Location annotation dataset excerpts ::
- - - - -
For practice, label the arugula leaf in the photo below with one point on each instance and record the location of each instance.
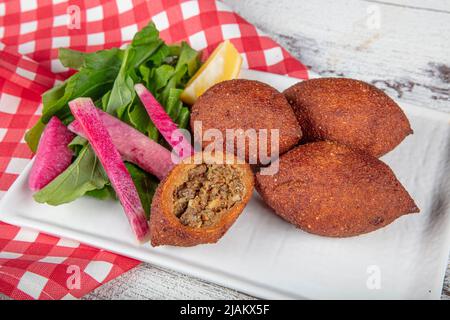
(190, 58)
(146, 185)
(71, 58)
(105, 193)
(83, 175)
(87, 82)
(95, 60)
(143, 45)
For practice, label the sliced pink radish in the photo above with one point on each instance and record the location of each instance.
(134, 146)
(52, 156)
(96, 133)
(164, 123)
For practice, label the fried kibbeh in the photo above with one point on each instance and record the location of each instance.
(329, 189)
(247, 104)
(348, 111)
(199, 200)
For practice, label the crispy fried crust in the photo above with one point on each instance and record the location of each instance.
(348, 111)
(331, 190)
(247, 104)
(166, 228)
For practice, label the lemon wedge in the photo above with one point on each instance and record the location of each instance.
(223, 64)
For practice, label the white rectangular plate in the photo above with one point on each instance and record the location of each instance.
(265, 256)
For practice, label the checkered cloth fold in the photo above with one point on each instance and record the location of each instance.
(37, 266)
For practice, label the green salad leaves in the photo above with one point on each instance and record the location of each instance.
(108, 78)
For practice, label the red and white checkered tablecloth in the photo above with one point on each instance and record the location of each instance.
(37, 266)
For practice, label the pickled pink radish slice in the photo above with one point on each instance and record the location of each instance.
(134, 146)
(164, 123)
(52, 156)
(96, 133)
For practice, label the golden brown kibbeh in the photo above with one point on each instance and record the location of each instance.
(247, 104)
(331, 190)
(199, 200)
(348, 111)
- - - - -
DIRECTIONS FOR THIS TASK :: Change every occurrence of "one point on each instance" in the listing to "a single point on every instance" and keep everything else the same. Leave the pictures out of your version.

WRITTEN ANSWER ::
For practice, label the arugula leaf in the photo below with a single point on every instance and record the location of each instance.
(190, 58)
(146, 185)
(71, 58)
(105, 193)
(83, 175)
(87, 82)
(95, 60)
(143, 45)
For practice, label the sliced pink radish in the photo above with a single point on every instance and record the location of each instance.
(134, 146)
(52, 156)
(96, 133)
(164, 123)
For practice, label the fried kibbeh in the photo above with a single point on every instance and record the location of each instance.
(329, 189)
(247, 104)
(348, 111)
(199, 200)
For practice, label the crispy fried crust in the photo above with a single point on every instance and record the location of each instance.
(348, 111)
(331, 190)
(247, 104)
(166, 228)
For practice, label the lemon wedge in the photo above with a single point on every instance and record the location of each instance.
(223, 64)
For practice, label the white rectangular plate in the photo above with a single point on every instance and record the location of each instance.
(265, 256)
For practice, label the checkered cloth fold in the photo above with a single point on every instance and record the location of each instance.
(37, 266)
For practice, label the green salad leaves in the photo above with a single point on every instance and record the location of each instance.
(108, 78)
For practice, label the red and white checkered tablecloth in the photo above with a single point on every instance and record the location of each instance.
(37, 266)
For practice, label the pickled pink radish slice in the photo above with a single point on every instance and record the location of each instance.
(134, 146)
(164, 123)
(52, 156)
(96, 133)
For practice, label the golden brown kibbeh in the photo above with a single point on every instance and record the location of each instance.
(247, 104)
(331, 190)
(199, 200)
(348, 111)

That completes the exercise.